Photo via WikiCommons/Gary Bridgman for St. Mary's Episcopal Cathedral
On July 1, just days after the Supreme Court established marriage equality across the nation, the Episcopal Church in the United States voted overwhelmingly to embrace same-sex marriage. After first being approved by the House of Bishops Tuesday night by a majority of 129-26, the measure was brought to a full vote at the Episcopal General Convention in Salt Lake City on Wednesday. By 173-27, the body approved changing the wording of the ceremony from "husband and wife" to "couple." A gender netural service was also adopted by a vote of 184-23. The new measures will go into effect on November 29, the first Sunday of Advent, opening up marriage to all of the church's nearly 2 million congregants.
The United States wing of the Anglican Church as been progressing on LGBT rights for years. In 2003, it elected the openly gay Gene Robinson to the bishopric of New Hampshire. In response to this week's vote, Robinson said:
"What we're seeing I think in the Episcopal Church, and last week with the Supreme Court decision, is an entire culture evolving into understanding that gay and lesbian, bisexual and transgender people contribute just as much as anyone else to this society and deserve all the same rights."
The move brings the Episcopal Church into alignment with two other major Protestant sects in the United States: the United Church of Christ and Presbyterian Church (U.S.A.), with the Evangelical Lutheran Church in America allowing congregations to decide for themselves.
Archbishop Justin Welby of Canterbury, who heads the worldwide congregation of 80 million Anglicans/Episcopalians, expressed his concerns over the adoption of same-sex marriage. Under the new policy, however, the clergy are allowed to decline to perform any wedding service.

────────────────────

(Problem):
According to the article on the Episcopal Church vote, on what date will the new marriage measures go into effect? The records have nothing to do with the text.

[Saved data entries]
────────────────────

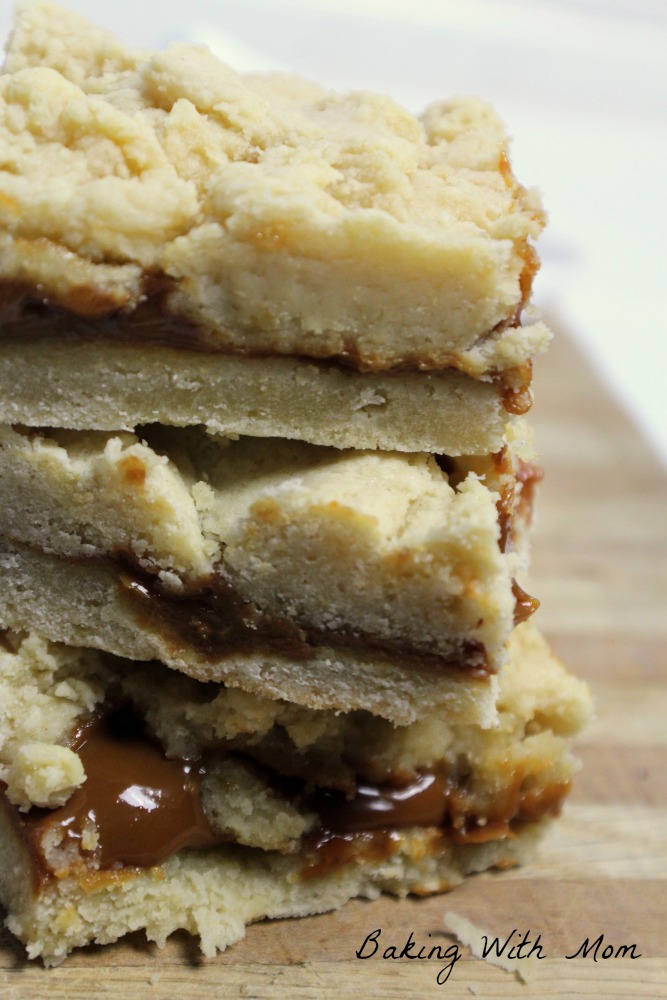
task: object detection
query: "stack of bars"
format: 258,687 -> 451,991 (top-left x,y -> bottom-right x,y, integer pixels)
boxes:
0,3 -> 589,964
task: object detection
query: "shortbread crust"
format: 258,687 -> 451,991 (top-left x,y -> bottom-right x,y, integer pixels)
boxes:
0,427 -> 532,671
0,342 -> 528,455
0,3 -> 547,384
0,542 -> 495,725
0,626 -> 590,964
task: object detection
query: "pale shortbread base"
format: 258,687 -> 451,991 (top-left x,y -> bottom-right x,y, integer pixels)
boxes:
0,809 -> 548,965
0,340 -> 508,455
0,422 -> 527,670
0,545 -> 496,725
0,625 -> 590,965
0,624 -> 590,832
0,3 -> 548,378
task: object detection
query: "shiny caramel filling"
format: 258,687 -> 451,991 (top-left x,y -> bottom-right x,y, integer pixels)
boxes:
0,274 -> 532,402
119,563 -> 491,677
15,708 -> 569,881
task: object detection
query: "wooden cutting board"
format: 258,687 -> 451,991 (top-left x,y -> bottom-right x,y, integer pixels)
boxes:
0,322 -> 667,1000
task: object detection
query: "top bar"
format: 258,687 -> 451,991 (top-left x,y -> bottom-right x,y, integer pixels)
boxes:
0,3 -> 548,390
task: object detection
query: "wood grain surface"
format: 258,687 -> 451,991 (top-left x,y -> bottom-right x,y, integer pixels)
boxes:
0,326 -> 667,1000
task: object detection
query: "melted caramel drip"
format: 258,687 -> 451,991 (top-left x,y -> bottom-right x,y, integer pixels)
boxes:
27,711 -> 221,868
14,710 -> 569,878
512,580 -> 540,625
0,274 -> 532,386
119,567 -> 491,678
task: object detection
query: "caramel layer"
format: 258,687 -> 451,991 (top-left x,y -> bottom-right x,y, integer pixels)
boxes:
27,709 -> 222,869
21,709 -> 569,877
0,275 -> 532,400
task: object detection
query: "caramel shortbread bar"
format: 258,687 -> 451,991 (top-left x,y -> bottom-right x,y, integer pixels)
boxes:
0,425 -> 538,712
0,3 -> 548,450
0,624 -> 590,964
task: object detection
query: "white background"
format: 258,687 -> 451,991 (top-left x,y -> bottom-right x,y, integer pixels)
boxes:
0,0 -> 667,464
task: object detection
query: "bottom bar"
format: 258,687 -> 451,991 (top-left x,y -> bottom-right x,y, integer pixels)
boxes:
0,623 -> 590,965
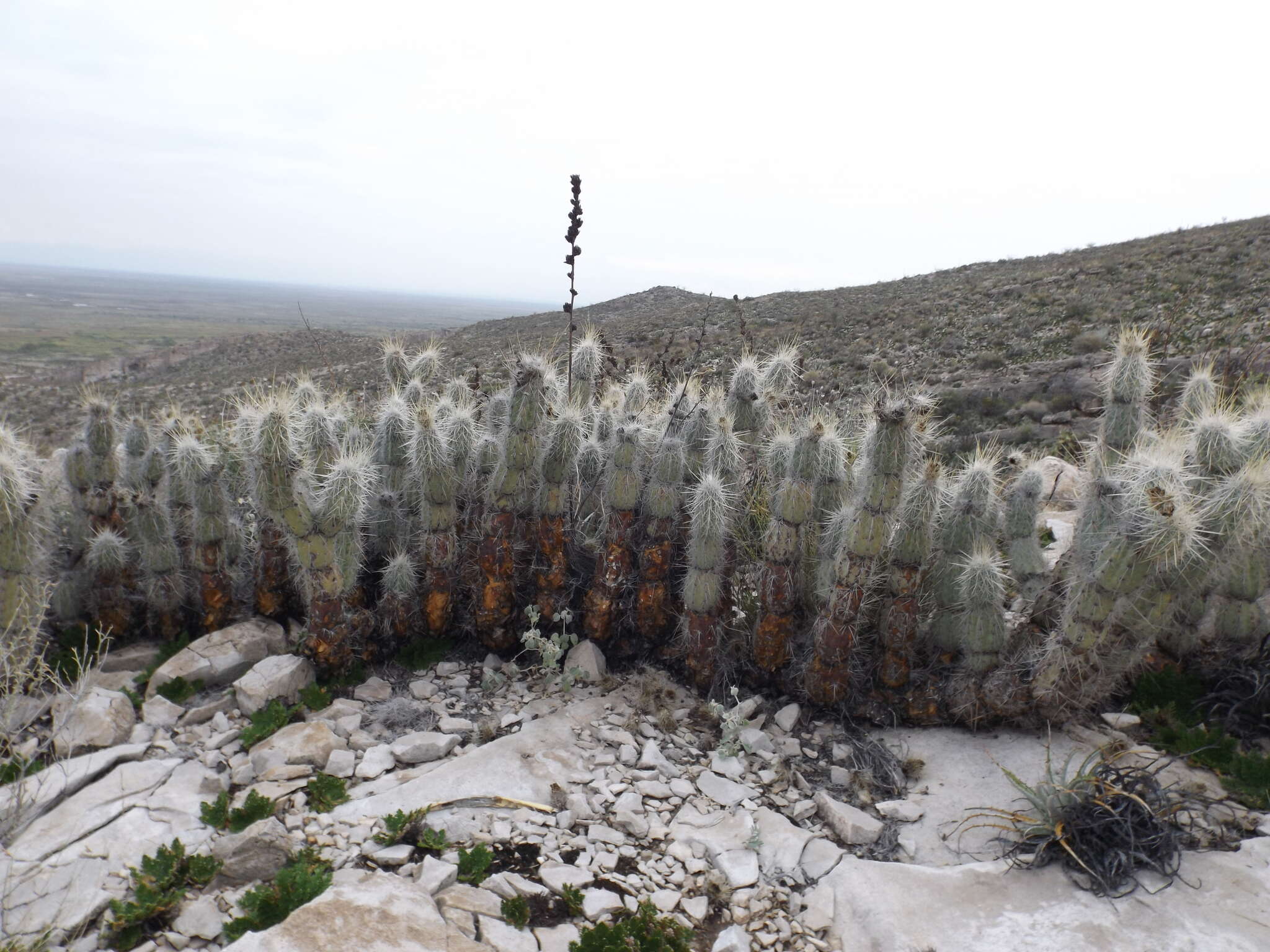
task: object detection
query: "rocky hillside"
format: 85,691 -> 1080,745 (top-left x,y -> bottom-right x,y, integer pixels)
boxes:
0,217 -> 1270,449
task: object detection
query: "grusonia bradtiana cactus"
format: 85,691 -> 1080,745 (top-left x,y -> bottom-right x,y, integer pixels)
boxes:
683,472 -> 735,688
805,394 -> 917,705
533,406 -> 587,622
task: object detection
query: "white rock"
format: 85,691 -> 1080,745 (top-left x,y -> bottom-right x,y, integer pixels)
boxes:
476,915 -> 538,952
533,923 -> 580,952
234,655 -> 316,715
228,870 -> 456,952
697,770 -> 758,806
146,618 -> 287,698
322,750 -> 357,777
353,744 -> 396,781
437,882 -> 503,918
250,721 -> 348,773
371,843 -> 414,866
874,800 -> 926,822
799,837 -> 846,881
649,890 -> 683,913
564,638 -> 608,682
393,731 -> 461,764
813,791 -> 882,843
414,855 -> 458,896
353,677 -> 393,703
772,705 -> 802,734
715,849 -> 758,889
411,678 -> 441,700
680,896 -> 710,923
1103,712 -> 1142,731
141,694 -> 185,728
538,863 -> 596,896
215,816 -> 293,883
53,688 -> 137,757
437,717 -> 476,734
710,925 -> 750,952
582,889 -> 626,922
797,883 -> 836,932
171,896 -> 223,940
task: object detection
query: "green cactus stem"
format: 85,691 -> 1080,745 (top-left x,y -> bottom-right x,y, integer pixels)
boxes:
805,395 -> 916,705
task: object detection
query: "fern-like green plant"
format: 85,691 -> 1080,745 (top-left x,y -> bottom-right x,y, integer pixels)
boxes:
458,843 -> 494,886
500,896 -> 530,929
224,848 -> 332,942
569,902 -> 692,952
305,773 -> 348,814
155,678 -> 203,705
107,839 -> 221,952
200,790 -> 275,832
239,698 -> 301,749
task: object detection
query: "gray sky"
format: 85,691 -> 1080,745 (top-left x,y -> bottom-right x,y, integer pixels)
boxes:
0,0 -> 1270,305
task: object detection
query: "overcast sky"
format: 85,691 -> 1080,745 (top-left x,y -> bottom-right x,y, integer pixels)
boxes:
0,0 -> 1270,305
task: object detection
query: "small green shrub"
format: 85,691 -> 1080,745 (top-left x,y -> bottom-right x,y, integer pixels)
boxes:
200,790 -> 274,832
224,848 -> 332,942
107,839 -> 221,952
132,633 -> 189,688
0,757 -> 48,785
458,843 -> 494,886
502,896 -> 530,929
569,902 -> 692,952
239,698 -> 300,747
560,883 -> 582,915
155,678 -> 203,705
300,683 -> 332,711
305,773 -> 348,814
373,806 -> 428,847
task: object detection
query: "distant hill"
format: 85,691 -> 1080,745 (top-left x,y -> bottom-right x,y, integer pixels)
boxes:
0,217 -> 1270,457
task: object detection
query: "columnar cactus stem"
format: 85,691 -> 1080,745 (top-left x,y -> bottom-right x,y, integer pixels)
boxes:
533,406 -> 587,622
569,327 -> 605,407
879,458 -> 943,690
1032,459 -> 1199,713
375,552 -> 419,658
805,396 -> 915,705
0,425 -> 43,633
368,396 -> 417,570
173,435 -> 234,631
927,452 -> 1001,660
378,338 -> 411,390
84,529 -> 136,640
683,472 -> 734,688
411,406 -> 460,637
1005,462 -> 1047,610
725,354 -> 771,443
955,544 -> 1008,676
582,420 -> 646,642
635,437 -> 683,649
755,419 -> 827,674
1177,363 -> 1220,421
475,354 -> 548,651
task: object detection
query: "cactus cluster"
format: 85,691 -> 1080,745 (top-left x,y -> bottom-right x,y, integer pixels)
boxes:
15,328 -> 1270,722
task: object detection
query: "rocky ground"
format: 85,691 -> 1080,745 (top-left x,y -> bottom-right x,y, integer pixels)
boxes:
0,620 -> 1270,952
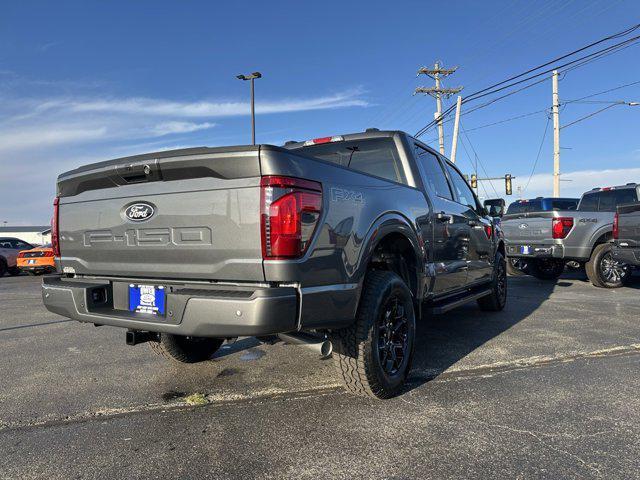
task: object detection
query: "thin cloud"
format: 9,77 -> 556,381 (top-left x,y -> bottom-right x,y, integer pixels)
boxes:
63,89 -> 369,118
152,121 -> 216,137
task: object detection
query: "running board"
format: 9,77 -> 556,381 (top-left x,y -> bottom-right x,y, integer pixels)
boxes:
423,288 -> 493,315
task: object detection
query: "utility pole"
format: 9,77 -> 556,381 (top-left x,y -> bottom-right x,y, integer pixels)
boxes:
236,72 -> 262,145
414,62 -> 462,155
551,70 -> 560,198
451,95 -> 460,163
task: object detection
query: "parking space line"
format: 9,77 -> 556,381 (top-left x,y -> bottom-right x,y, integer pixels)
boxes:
0,319 -> 73,332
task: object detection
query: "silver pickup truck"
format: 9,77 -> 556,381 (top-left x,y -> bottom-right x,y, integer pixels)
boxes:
613,202 -> 640,267
43,130 -> 507,398
500,183 -> 639,288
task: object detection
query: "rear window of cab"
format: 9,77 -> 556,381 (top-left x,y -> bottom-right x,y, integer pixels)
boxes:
296,138 -> 407,184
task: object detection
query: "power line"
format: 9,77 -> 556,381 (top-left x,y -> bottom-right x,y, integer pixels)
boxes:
462,23 -> 640,102
428,108 -> 547,142
521,115 -> 551,193
562,80 -> 640,103
416,24 -> 640,137
560,102 -> 623,129
460,122 -> 500,197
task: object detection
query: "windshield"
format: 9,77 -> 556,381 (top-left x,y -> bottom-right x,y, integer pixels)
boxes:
296,138 -> 406,183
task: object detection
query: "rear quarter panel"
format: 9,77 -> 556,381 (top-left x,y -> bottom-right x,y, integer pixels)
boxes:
261,146 -> 430,286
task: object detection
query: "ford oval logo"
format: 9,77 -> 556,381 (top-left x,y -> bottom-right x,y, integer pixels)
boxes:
124,203 -> 156,222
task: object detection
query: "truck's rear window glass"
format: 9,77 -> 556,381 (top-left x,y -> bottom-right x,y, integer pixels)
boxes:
551,199 -> 578,210
578,188 -> 638,212
299,138 -> 407,183
507,200 -> 542,215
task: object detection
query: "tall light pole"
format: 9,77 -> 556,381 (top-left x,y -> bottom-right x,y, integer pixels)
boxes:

────────────────────

(Task output):
November 29, the first Sunday of Advent.